Records from a data source:
* * * * *

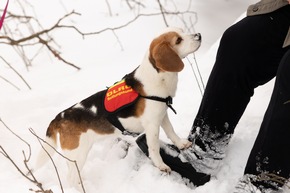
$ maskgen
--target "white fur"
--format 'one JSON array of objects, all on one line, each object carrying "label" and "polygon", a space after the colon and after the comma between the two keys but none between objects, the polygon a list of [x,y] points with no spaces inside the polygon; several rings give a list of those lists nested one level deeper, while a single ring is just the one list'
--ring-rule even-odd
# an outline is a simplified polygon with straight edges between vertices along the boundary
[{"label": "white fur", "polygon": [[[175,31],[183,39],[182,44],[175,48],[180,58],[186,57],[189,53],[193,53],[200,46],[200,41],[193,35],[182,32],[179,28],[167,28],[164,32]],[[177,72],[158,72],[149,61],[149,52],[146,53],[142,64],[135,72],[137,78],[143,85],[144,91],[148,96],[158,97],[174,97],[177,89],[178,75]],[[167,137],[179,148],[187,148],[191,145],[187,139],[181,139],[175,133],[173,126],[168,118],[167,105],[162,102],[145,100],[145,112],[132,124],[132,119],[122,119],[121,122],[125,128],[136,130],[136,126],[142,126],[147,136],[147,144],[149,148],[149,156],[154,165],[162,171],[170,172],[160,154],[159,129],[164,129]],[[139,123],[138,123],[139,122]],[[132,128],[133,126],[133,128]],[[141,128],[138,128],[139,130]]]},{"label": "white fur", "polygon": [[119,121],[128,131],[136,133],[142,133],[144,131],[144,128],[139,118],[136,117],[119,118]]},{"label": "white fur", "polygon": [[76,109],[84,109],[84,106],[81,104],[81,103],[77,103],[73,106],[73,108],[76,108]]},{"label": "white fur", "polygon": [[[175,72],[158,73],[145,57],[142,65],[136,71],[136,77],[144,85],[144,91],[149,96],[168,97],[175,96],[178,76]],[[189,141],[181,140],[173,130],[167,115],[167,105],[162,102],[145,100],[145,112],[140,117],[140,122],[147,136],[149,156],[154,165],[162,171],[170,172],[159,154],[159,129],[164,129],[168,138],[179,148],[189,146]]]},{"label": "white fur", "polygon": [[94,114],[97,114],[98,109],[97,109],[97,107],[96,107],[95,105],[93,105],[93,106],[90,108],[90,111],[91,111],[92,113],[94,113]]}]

* * * * *

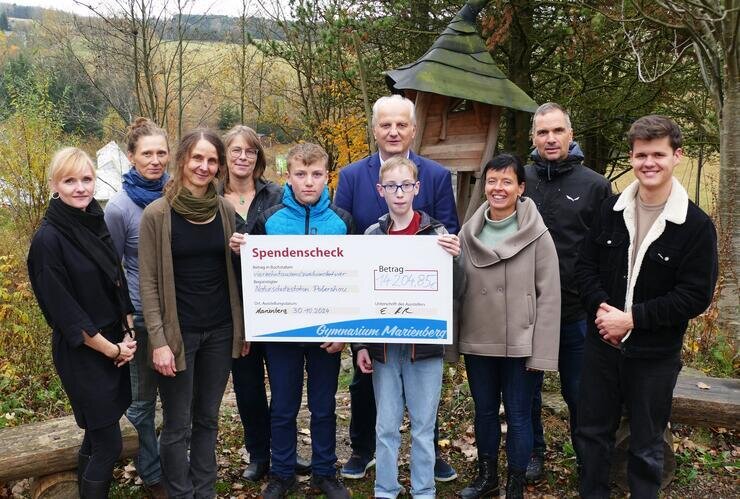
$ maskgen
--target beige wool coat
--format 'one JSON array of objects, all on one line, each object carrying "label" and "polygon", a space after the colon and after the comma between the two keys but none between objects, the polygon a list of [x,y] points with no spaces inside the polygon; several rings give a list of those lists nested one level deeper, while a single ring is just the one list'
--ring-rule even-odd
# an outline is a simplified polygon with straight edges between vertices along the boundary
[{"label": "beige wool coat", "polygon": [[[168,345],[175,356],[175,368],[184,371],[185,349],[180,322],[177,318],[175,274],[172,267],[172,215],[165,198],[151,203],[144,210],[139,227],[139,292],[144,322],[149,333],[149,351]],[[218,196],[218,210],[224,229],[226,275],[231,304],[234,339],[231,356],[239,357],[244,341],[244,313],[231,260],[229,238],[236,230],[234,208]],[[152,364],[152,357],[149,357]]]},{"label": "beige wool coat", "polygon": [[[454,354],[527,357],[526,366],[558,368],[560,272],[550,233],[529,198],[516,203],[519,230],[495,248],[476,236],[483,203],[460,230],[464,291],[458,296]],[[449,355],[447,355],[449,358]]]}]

* * * * *

Work request:
Which lines of the data hold the string "target"? Return each of them.

Answer area:
--target "white fur"
--target beige wool coat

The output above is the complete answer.